(Point placement records)
+++++
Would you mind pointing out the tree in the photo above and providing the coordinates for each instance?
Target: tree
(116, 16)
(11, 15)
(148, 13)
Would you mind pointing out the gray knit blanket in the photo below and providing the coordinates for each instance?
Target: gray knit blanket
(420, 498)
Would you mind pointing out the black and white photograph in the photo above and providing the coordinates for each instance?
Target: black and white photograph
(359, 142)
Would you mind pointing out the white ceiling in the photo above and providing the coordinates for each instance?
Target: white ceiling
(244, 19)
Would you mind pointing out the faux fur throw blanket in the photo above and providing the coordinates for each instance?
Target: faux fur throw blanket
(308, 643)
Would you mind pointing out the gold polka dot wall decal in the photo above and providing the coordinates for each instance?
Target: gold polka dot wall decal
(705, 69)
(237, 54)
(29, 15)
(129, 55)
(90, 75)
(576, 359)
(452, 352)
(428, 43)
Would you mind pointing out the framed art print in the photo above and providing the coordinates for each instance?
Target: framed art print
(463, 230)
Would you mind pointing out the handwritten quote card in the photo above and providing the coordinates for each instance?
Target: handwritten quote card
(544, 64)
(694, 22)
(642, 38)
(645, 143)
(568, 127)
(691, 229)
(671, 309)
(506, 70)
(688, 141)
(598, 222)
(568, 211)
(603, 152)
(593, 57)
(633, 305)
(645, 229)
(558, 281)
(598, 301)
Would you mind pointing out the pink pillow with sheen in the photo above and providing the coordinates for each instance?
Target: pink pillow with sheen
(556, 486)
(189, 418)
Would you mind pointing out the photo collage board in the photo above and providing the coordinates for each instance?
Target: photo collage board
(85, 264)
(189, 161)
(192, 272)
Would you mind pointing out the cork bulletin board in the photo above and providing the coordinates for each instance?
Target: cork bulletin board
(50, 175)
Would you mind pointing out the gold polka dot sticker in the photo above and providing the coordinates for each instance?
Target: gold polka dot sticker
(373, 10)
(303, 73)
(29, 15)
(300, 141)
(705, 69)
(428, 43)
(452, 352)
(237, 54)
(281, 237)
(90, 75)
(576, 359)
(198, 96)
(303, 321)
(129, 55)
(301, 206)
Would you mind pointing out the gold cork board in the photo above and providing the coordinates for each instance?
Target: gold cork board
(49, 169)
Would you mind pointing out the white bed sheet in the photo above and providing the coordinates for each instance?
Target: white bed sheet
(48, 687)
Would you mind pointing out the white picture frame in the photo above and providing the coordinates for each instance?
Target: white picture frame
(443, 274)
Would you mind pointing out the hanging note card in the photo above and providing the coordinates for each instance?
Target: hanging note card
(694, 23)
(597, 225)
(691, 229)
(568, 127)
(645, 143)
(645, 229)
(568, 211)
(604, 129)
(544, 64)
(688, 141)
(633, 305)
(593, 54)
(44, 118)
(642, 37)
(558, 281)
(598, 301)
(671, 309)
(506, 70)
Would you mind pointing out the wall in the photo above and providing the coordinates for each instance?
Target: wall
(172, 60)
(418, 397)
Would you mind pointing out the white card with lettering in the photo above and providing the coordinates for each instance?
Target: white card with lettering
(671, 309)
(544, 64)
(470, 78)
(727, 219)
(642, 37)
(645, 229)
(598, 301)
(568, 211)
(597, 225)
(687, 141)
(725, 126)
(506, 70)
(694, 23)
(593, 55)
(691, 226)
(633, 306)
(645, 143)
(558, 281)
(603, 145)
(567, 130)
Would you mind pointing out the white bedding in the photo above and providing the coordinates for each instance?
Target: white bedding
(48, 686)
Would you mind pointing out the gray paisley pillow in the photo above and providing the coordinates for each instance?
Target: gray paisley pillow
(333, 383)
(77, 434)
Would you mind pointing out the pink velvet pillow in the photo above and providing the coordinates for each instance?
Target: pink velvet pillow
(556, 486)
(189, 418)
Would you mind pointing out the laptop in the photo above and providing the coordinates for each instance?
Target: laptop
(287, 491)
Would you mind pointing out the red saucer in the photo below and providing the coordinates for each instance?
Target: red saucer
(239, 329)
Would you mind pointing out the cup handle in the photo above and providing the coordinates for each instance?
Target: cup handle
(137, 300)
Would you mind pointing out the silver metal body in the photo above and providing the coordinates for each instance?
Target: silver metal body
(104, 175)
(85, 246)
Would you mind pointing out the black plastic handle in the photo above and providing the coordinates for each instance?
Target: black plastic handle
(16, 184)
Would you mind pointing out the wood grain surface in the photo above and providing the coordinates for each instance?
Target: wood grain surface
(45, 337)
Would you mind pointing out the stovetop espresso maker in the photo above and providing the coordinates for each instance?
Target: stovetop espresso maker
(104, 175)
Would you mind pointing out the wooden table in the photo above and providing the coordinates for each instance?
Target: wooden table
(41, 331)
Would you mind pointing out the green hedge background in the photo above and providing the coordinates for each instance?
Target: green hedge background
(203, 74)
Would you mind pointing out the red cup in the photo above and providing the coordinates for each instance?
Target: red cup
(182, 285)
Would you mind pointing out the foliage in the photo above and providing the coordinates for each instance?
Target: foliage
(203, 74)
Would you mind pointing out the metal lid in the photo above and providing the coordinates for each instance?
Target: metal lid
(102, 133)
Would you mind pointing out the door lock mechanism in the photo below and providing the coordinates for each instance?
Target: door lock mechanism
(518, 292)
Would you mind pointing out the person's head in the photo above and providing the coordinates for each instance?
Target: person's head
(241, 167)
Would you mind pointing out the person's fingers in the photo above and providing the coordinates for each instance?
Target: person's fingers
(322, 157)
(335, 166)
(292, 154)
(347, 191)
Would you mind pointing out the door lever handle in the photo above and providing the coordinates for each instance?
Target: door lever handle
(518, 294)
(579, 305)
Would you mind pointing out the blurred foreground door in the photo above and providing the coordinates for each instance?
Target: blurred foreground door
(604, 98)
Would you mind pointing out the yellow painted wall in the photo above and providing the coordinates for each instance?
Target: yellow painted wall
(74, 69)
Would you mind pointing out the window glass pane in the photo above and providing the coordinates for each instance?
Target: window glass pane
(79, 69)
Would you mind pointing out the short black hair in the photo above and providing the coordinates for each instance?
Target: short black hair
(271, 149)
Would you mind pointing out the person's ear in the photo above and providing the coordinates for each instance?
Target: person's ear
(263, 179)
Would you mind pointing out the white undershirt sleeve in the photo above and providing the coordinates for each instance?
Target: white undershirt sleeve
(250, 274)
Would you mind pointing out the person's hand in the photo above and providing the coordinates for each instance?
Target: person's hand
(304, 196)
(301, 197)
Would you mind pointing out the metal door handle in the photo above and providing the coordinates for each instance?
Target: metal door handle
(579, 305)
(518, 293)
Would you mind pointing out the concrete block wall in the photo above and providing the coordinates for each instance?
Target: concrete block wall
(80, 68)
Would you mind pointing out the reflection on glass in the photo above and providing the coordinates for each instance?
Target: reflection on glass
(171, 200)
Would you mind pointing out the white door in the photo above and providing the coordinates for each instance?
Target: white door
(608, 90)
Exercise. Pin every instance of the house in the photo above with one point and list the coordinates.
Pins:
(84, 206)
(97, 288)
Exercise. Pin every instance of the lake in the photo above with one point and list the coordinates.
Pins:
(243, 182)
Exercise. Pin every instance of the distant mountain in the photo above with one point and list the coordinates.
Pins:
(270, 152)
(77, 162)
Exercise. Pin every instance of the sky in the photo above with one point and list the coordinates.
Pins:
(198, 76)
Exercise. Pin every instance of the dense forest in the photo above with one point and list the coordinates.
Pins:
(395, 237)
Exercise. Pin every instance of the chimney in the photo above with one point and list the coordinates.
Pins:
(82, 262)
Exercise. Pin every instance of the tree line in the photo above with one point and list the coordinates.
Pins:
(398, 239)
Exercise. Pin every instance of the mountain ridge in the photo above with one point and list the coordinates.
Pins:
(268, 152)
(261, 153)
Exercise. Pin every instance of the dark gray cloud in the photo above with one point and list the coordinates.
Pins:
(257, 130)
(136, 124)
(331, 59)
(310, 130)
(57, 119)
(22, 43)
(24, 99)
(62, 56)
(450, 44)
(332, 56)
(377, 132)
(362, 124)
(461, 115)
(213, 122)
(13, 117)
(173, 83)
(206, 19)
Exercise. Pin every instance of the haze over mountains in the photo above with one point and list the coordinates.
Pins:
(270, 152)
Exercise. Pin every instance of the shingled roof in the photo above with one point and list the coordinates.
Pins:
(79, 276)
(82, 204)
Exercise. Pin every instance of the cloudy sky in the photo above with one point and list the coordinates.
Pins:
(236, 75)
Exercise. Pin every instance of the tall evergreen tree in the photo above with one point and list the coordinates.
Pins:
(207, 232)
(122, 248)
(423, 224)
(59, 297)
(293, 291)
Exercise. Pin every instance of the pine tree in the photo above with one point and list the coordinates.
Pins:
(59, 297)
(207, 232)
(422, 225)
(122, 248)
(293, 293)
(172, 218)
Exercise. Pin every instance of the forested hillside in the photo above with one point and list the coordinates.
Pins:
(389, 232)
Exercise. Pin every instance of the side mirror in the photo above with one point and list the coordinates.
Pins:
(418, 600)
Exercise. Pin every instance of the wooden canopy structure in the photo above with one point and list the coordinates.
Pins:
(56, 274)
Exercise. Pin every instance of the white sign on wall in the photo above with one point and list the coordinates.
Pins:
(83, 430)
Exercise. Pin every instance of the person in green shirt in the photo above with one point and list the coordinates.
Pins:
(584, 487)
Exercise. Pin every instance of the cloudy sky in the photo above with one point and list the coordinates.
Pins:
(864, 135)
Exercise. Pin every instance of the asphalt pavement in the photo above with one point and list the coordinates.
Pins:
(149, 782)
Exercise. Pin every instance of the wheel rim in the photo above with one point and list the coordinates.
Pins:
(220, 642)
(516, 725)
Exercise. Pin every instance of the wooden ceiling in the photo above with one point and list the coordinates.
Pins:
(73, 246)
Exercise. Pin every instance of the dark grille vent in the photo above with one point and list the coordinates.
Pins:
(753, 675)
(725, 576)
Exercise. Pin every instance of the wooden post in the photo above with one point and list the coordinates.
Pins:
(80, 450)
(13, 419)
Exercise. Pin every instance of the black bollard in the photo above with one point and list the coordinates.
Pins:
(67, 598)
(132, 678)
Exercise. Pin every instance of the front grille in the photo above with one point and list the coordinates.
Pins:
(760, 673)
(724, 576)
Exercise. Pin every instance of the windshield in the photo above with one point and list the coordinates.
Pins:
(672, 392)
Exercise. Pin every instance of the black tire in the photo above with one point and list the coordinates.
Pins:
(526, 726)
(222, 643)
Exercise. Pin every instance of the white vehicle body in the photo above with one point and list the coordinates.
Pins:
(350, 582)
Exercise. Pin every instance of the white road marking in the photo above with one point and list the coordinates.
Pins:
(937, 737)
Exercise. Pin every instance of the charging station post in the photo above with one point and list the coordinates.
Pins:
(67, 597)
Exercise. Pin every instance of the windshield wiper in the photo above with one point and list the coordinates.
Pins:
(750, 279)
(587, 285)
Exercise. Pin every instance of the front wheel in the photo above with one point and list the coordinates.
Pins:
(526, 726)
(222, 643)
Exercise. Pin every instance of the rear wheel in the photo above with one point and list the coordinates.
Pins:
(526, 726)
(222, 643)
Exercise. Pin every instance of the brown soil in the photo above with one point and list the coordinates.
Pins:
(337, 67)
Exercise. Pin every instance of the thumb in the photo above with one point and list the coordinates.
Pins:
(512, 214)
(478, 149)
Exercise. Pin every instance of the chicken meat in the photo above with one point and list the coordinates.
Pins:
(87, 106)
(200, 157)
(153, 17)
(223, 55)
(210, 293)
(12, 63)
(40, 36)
+++++
- **PROBLEM TO WORK ON**
Return only the lines running from the line with "Exercise. Pin every instance of the front wheel" to the last line of the records, both included, exactly as written.

- **THE OUTPUT**
Exercise. Pin every instance of the front wheel in the photo above with one point and list the coordinates.
Pins:
(526, 726)
(222, 643)
Exercise. Pin every instance of the rear wheel in the photo above with one point and list the coordinates.
Pins:
(526, 726)
(222, 643)
Exercise. Pin every instance of the brown soil in the photo above with one point and list the coordinates.
Pins:
(337, 67)
Exercise. Pin every instance of the thumb in the photo above with one point and list the coordinates.
Pins:
(512, 214)
(478, 149)
Exercise. Pin every instance of the chicken meat in the photo above with one point and list the coordinates.
Pins:
(87, 106)
(200, 157)
(153, 17)
(223, 55)
(210, 293)
(12, 63)
(40, 36)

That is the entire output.